Un esempio di questo rischio di semplificazione risale al 2013, quando tra le tracce per gli esami di maturità in Italia uscì un estratto da La rete della vita: “Tutti gli organismi microscopici sono prove viventi del fatto che le pratiche distruttive a lungo andare falliscono. Alla fine gli aggressori distruggono sempre se stessi, lasciando il posto ad altri individui che sanno come cooperare e progredire. La vita non è quindi solo una lotta di competizione, ma anche un trionfo di cooperazione e creatività. Di fatto, dalla creazione delle prime cellule nucleate, l’evoluzione ha proceduto attraverso accordi di cooperazione e di coevoluzione sempre più intricati”. Preso in sé, questo estratto è facilmente fraintendibile. Chi non conoscesse le diverse teorie dell’evoluzione, dal “gene egoista” di Dawkins alla sociobiologia di E.O. Wilson, passando per la simbiogenesi di Lynn Margulis, a cui l’autore fa qui riferimento (la cellula eucariote frutto della cooperazione simbiotica tra antichi batteri), finirebbe per usare il brano – e commentarlo, come fecero molti maturandi nel 2013 – attribuendo un intento finalistico all’evoluzione.

Lo stesso rischio si verifica ogni qualvolta la complessità del pensiero sistemico viene ridotta a uso e consumo di platee di manager d’impresa, consulenti strategici e coach arrembanti, a cui spesso Fritjof Capra si è rivolto in questi anni. È proprio la deriva che il pensiero sistemico – nato come armamentario concettuale per l’analisi dei sistemi complessi nella scienza – ha sofferto in questi anni, finendo per essere liquidato dalla comunità scientifica come un “vecchio chiacchiericcio inutile, privo di qualsiasi potere esplicativo” (così Roger Brent, direttore del Molecular Sciences Institute a Berkeley, in un profilo di Capra su «Nature») per essere recuperato come dottrina di management organizzativo, ad aver molto ridotto la portata rivoluzionaria del pensiero di Fritjof Capra.

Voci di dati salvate
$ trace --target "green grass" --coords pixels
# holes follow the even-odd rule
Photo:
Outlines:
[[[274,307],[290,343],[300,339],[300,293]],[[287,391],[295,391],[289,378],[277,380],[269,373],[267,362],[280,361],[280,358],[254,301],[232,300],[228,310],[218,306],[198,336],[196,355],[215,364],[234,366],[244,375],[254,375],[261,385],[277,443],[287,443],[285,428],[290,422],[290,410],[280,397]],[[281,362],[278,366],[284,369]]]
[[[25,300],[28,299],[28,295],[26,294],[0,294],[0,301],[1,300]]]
--
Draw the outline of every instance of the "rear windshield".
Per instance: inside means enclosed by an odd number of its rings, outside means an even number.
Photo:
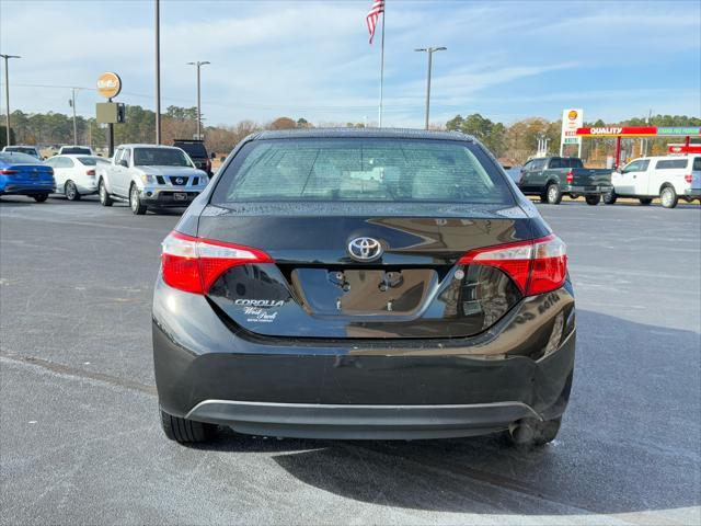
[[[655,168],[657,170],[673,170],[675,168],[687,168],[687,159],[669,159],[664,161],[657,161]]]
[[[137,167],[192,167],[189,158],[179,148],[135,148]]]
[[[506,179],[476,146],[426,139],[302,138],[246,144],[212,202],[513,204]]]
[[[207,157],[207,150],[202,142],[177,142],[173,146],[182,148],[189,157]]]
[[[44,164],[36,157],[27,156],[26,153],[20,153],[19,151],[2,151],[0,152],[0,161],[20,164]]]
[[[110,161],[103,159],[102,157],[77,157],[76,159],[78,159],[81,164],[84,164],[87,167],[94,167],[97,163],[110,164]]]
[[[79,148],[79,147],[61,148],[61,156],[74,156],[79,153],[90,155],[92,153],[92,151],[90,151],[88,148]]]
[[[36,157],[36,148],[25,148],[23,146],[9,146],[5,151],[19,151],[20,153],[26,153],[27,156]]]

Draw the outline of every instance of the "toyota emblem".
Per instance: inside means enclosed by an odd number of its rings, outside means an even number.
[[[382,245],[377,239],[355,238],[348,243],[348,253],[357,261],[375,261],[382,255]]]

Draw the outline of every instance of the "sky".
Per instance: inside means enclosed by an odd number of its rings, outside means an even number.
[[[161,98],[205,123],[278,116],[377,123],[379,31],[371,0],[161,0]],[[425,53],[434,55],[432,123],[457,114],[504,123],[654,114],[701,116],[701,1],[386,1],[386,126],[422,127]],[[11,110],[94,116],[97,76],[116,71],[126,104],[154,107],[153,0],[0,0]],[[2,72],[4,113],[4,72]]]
* * *
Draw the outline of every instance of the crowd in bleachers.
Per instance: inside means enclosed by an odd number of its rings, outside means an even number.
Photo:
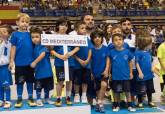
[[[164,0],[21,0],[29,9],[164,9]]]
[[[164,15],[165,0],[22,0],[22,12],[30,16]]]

__Compiti da svolgere__:
#1 Duplica senza alcuna modifica la parte del brano proposto che comincia con "Lo stesso rischio" e termina con "di Fritjof Capra.".
#2 Secondo il brano proposto, quale incarico ricopre Roger Brent?

__Risultati attesi__:
#1
Lo stesso rischio si verifica ogni qualvolta la complessità del pensiero sistemico viene ridotta a uso e consumo di platee di manager d’impresa, consulenti strategici e coach arrembanti, a cui spesso Fritjof Capra si è rivolto in questi anni. È proprio la deriva che il pensiero sistemico – nato come armamentario concettuale per l’analisi dei sistemi complessi nella scienza – ha sofferto in questi anni, finendo per essere liquidato dalla comunità scientifica come un “vecchio chiacchiericcio inutile, privo di qualsiasi potere esplicativo” (così Roger Brent, direttore del Molecular Sciences Institute a Berkeley, in un profilo di Capra su «Nature») per essere recuperato come dottrina di management organizzativo, ad aver molto ridotto la portata rivoluzionaria del pensiero di Fritjof Capra.

#2 Roger Brent è direttore del Molecular Sciences Institute a Berkeley.